■ **Objective**: Everything from the line holding "the rear windscreen" to the end of the listing below should be copied exactly, line for line, minus the pictures.

==== Input data ====

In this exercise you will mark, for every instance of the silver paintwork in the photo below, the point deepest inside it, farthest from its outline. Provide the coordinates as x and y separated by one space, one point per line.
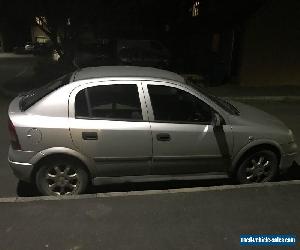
129 148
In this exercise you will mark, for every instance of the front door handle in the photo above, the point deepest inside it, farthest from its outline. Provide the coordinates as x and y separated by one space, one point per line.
163 137
89 136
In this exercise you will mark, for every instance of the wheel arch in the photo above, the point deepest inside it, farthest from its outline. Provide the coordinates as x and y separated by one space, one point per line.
251 148
65 153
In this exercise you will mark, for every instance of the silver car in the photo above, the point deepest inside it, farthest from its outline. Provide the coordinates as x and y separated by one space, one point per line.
122 123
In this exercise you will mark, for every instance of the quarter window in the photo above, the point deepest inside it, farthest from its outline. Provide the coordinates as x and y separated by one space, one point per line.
116 102
175 105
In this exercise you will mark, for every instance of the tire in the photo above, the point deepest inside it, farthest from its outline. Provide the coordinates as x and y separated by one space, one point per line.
61 176
261 166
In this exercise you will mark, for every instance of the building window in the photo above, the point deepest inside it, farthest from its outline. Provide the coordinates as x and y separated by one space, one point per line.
40 20
195 10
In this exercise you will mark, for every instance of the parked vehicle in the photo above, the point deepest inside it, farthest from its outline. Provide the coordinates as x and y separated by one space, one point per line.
123 123
122 52
143 53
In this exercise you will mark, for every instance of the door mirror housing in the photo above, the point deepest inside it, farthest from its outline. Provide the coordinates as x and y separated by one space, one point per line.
216 120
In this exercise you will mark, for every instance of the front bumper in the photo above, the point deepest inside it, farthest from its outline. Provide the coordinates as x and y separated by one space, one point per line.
21 170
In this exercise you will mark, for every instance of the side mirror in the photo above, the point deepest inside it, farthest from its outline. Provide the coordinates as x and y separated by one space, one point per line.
216 120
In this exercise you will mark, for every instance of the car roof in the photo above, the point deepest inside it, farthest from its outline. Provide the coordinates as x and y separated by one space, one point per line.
125 71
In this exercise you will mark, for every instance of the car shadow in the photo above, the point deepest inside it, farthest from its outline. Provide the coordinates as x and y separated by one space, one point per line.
29 190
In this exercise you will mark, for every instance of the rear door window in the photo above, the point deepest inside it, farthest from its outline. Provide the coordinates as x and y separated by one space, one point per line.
109 102
174 105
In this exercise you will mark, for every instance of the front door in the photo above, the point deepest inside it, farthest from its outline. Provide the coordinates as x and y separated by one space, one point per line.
184 141
110 126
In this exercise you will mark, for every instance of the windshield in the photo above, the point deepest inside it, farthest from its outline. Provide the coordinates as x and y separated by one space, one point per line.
224 104
31 97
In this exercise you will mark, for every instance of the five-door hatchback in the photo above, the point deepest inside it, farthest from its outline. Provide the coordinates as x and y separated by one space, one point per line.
124 123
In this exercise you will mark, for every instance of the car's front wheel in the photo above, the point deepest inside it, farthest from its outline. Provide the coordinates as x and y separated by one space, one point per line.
260 166
58 176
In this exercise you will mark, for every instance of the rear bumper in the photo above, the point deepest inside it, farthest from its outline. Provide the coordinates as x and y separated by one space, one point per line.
289 157
21 170
19 161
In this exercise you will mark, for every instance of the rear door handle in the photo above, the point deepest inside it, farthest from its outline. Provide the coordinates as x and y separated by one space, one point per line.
163 137
89 136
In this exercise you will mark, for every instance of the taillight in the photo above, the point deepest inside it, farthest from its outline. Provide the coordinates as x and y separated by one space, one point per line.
13 136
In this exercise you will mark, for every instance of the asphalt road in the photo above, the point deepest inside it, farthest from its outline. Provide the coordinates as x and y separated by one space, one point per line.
207 220
16 66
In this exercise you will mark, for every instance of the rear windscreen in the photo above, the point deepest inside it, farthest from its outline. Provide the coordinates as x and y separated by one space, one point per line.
31 97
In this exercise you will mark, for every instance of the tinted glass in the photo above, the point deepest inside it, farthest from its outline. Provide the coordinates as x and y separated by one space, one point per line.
31 97
81 108
120 101
175 105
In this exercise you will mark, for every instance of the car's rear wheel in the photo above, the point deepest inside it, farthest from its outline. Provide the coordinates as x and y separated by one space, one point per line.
61 177
261 166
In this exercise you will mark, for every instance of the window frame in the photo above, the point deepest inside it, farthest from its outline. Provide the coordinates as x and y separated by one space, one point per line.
176 86
88 84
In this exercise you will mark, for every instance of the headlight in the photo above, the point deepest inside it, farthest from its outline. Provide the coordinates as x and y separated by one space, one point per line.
291 136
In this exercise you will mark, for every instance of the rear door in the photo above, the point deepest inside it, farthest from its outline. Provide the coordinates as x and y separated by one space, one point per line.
109 123
184 141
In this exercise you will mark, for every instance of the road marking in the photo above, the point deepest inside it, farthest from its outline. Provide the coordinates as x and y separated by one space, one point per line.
147 192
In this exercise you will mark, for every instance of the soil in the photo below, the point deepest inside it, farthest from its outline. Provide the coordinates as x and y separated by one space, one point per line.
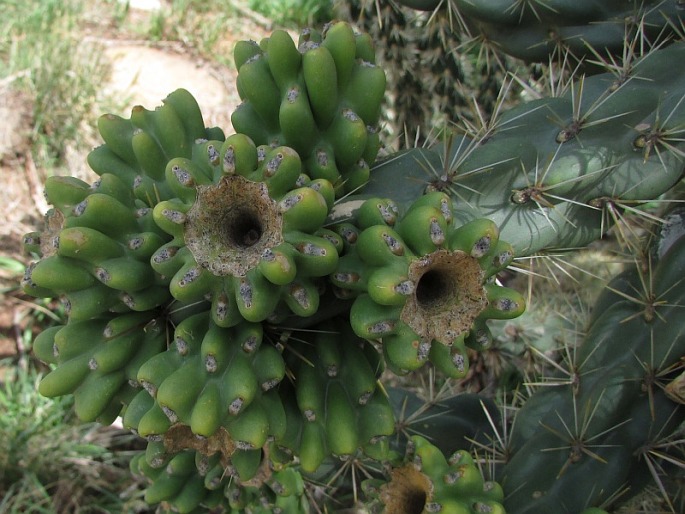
141 73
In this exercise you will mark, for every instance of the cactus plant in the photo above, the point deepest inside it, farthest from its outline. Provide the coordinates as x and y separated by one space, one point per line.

====

■ **Result for this exercise**:
In this exercise you will mark, for every instance of the rear windscreen in the photo above, the point deepest inside it, farthest from its outline. Provide the coordinates as x and y separated by one space, one point per line.
31 97
In this exercise you will mark, for every instance of the tinted glass in the photo above, the point deepest inside it, farthest from its outline. Provide the coordinates as x and y separated by one space, one point per line.
31 97
81 108
120 101
175 105
In this exercise you will mark, for every instance of the car's rear wheel in the photo above, the point deepest inside it, farthest from its outline. Provide the coordinates as x and y separated by one space, one point per line.
61 177
261 166
In this exercise you will mark, for every instance of the window frame in the photo above, the point deepest inside it, farthest from its outline. Provide the coordinates as x and y separated by one space, one point per line.
176 86
88 84
In this exercise you will mark, for every instance of the headlight in the photo above, the point deepest inside it, farthest from its outline. Provide the coordinates as x and y separated by one space, one point per line.
291 136
In this exercise you will mark, for every instance of the rear door in the photo above, the point deepest inside it, farthest from its outline. Provide the coordinates as x and y separated by one space, one point per line.
109 123
184 141
In this exercise you will mark, for every instance of the road marking in the photo above, the point deepest inside it, farthest from its outline. Provide the coordinates as x and y separated by one space, one point per line.
147 192
In this exercise you will mark, for every instance of the soil in the photo below, the point deepest inside it, farthest from its outline. Provide the coordinates as x and y separated by one space, one point per line.
141 73
In this exercise you will mark, for every instance of the cactus plant in the photo above, the point deepest inside it, farthest from its outline. Provide the coordinates as x and y separated by one space, one point per line.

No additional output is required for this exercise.